EXTRACTED MATERIAL:
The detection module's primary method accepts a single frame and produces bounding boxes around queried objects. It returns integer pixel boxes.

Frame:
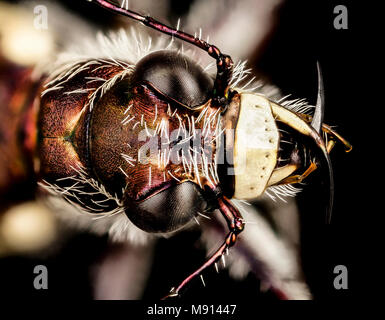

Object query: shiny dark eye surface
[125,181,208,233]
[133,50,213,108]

--

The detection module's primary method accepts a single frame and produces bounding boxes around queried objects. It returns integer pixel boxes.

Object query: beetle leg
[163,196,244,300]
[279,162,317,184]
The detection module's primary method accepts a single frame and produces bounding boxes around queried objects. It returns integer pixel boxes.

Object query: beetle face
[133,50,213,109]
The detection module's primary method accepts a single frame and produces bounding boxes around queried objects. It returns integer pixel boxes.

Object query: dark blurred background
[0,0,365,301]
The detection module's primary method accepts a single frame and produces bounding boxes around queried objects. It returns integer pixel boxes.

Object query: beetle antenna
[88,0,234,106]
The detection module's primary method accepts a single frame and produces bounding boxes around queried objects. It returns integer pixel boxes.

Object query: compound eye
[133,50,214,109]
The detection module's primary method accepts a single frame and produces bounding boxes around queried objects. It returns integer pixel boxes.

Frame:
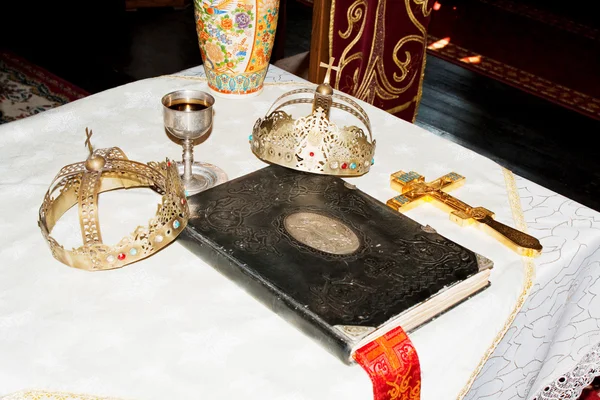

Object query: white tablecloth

==

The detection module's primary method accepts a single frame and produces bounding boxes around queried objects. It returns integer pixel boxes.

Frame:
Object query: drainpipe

WHAT YOU SHOULD DO: Can you find every line in the data above that contains the word "beetle" and copy each one out?

ANSWER IN FULL:
Object query: beetle leg
Object query: beetle face
Object query: beetle antenna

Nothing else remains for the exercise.